▶ _RAW DATA_:
►

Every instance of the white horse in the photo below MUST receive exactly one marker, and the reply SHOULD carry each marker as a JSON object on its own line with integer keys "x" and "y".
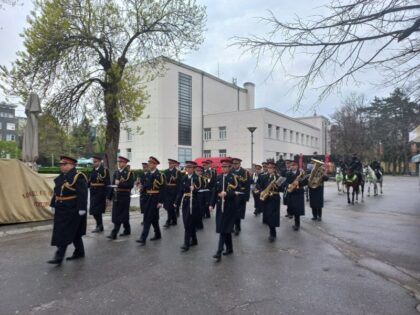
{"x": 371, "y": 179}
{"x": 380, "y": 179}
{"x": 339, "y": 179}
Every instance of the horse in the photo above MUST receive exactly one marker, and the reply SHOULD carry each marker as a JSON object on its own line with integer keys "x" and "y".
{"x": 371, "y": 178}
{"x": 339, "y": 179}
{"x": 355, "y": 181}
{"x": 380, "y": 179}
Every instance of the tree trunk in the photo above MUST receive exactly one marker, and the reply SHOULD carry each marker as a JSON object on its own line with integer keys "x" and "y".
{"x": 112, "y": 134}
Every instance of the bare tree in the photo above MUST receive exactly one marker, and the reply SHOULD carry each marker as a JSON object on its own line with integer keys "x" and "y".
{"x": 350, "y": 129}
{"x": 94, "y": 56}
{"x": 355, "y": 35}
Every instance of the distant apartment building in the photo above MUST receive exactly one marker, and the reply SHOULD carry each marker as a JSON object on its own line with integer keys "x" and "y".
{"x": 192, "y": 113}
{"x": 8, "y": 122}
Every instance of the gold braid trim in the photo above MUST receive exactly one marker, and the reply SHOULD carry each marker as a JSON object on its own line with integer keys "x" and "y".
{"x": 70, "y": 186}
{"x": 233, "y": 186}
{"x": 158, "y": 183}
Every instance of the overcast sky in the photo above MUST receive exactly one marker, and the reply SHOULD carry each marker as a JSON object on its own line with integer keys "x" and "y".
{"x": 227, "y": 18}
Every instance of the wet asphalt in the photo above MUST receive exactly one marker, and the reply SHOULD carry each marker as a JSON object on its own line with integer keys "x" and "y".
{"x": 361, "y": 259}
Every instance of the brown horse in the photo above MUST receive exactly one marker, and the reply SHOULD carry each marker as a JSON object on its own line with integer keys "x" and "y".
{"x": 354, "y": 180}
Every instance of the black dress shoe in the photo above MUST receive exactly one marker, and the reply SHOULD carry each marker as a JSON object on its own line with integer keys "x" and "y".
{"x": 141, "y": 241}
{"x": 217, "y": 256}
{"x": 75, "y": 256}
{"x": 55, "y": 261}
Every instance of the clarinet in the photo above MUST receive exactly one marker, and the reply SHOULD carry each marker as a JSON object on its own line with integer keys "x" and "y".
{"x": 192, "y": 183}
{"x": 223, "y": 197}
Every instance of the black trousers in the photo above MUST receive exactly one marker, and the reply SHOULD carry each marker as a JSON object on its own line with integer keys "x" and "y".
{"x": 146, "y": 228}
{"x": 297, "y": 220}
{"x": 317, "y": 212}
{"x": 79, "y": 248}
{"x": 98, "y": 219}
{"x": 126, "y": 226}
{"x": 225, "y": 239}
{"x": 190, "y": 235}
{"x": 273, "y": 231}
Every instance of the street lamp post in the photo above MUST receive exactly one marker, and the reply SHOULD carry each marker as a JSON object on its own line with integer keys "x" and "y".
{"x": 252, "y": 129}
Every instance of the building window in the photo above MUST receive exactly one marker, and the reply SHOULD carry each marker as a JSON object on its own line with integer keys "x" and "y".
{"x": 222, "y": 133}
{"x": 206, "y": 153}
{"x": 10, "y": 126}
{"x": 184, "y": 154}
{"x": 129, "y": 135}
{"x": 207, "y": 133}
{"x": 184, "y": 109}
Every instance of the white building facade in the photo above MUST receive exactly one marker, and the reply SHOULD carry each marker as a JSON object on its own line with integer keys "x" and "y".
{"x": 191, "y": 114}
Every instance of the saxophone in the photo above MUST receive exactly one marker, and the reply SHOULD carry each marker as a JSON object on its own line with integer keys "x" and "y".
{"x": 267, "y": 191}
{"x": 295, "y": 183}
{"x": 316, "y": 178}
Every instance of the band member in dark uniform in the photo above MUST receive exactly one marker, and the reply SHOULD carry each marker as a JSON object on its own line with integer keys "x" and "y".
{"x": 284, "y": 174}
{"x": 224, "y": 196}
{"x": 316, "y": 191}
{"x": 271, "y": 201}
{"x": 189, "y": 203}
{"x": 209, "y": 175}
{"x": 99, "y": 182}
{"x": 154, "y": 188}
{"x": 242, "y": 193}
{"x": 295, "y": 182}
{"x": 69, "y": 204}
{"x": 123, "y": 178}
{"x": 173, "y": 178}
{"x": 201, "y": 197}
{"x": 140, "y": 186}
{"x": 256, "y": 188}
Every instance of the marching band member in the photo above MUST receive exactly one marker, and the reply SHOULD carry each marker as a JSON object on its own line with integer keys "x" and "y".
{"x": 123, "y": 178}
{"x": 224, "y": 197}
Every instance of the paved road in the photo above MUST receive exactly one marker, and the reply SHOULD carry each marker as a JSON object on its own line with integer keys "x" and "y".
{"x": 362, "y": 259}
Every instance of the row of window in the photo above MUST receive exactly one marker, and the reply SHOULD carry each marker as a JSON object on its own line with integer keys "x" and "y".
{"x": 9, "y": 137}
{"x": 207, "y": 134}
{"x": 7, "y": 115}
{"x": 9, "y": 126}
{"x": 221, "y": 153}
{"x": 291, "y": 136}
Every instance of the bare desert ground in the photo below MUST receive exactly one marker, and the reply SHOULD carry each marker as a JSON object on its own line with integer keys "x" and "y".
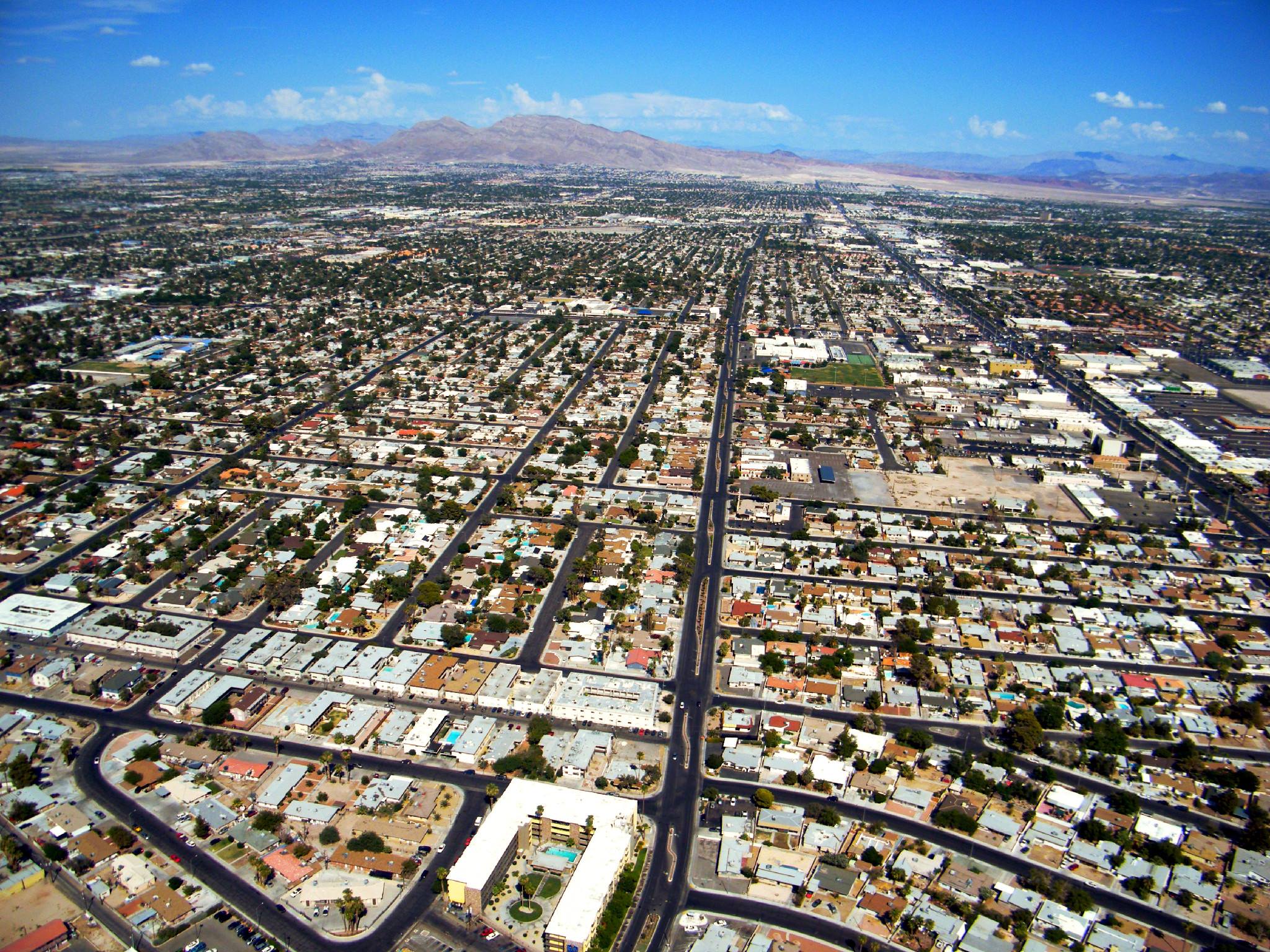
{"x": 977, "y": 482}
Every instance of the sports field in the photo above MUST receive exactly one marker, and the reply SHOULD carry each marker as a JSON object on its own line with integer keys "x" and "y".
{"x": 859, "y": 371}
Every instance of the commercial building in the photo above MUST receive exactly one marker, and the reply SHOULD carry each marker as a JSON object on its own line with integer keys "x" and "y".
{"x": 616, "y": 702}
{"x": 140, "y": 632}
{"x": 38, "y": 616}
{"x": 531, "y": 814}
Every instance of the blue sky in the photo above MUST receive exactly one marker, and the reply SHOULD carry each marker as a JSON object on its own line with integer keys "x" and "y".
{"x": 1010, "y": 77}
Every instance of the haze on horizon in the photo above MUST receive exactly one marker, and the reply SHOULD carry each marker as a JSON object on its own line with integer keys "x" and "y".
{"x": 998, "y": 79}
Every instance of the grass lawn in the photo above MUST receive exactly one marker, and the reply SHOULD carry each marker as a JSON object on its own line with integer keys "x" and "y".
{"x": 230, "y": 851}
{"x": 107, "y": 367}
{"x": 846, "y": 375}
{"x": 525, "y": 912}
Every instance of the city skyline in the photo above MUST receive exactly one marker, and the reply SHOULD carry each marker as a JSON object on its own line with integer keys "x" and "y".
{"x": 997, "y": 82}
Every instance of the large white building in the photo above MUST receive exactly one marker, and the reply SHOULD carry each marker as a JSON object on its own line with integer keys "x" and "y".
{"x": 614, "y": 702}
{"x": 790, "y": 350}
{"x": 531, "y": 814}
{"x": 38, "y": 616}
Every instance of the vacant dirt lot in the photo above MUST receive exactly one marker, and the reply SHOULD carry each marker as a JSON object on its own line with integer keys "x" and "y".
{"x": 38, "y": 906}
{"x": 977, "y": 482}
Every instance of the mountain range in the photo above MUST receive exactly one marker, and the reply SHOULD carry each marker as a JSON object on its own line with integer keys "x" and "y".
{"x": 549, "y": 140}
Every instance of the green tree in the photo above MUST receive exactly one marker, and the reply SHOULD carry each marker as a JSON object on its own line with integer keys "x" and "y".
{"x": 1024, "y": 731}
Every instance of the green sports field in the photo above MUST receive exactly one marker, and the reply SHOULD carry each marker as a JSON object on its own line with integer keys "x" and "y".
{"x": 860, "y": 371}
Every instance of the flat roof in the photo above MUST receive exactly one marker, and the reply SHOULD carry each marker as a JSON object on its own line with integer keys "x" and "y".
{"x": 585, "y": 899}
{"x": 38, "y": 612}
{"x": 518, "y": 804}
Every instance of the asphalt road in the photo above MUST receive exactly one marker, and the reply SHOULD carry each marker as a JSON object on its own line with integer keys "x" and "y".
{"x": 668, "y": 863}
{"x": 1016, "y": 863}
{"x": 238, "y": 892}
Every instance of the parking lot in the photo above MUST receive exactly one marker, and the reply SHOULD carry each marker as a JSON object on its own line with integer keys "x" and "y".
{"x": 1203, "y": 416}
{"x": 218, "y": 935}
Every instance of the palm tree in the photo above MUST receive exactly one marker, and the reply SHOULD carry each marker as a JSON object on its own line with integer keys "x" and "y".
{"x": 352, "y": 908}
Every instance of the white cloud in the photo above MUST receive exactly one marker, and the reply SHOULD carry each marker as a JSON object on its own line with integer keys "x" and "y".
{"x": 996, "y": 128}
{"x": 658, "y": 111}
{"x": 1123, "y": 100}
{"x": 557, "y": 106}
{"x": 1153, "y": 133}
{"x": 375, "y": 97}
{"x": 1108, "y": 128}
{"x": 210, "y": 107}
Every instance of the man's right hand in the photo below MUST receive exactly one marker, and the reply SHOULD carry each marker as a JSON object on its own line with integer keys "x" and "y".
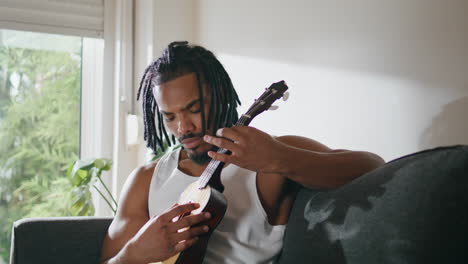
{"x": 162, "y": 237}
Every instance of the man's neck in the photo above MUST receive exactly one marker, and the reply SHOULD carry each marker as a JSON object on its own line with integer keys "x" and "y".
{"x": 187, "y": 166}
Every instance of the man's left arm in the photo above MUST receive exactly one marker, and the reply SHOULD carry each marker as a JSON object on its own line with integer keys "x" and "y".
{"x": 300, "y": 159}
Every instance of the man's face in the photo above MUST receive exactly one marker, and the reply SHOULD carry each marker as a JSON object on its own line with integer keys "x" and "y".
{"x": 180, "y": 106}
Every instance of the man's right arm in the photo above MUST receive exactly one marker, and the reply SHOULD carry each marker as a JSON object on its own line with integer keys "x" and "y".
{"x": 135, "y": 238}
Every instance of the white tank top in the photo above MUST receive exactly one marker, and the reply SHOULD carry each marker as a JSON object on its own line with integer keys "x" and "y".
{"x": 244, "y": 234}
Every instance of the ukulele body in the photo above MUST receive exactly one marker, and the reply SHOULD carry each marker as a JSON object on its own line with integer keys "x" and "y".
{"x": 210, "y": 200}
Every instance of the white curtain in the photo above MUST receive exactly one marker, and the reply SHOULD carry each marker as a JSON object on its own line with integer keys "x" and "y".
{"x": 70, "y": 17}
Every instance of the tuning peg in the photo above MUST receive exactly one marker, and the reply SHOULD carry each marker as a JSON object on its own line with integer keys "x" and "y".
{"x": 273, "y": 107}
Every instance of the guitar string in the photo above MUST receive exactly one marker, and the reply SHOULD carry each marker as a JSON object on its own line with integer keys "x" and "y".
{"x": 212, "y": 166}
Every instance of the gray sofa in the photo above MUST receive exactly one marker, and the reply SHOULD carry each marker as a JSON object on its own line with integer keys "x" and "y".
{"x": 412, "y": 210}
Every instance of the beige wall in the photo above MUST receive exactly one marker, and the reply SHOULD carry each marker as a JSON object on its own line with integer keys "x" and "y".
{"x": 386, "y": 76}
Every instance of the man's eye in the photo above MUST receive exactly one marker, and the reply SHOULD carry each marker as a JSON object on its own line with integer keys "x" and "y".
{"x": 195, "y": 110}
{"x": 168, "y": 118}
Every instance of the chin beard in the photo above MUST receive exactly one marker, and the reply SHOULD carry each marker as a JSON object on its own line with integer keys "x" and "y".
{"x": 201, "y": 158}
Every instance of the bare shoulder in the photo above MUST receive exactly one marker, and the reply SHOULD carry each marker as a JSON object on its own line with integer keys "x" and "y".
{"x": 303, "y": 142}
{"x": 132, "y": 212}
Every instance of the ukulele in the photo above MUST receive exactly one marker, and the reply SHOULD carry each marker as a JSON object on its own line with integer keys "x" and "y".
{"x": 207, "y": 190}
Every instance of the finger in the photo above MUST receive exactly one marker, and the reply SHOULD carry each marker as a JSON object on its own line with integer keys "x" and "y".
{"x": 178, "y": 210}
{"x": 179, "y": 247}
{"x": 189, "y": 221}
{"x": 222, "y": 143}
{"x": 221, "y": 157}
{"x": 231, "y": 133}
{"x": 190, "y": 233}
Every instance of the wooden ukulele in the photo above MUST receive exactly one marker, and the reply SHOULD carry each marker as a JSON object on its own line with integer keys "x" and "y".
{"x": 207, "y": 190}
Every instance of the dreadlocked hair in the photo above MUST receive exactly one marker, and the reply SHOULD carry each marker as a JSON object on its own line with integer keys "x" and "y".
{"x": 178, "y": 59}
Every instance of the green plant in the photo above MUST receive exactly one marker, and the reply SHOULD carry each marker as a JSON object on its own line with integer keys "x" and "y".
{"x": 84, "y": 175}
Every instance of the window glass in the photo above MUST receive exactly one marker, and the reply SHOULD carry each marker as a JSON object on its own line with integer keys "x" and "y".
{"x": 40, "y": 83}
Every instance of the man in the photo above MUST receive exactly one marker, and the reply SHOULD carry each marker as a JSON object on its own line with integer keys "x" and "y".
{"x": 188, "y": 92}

◄

▶ _ABOUT THIS EXERCISE_: Quote, without alteration, the final stretch of the entries: the line with "Every instance of the man in" onward to the last line.

▶ _TASK ANSWER_:
Every instance of the man in the photo above MUST receive exactly one marker, and the reply SHOULD carry each marker as a JSON object on its own line with integer keys "x" and "y".
{"x": 188, "y": 92}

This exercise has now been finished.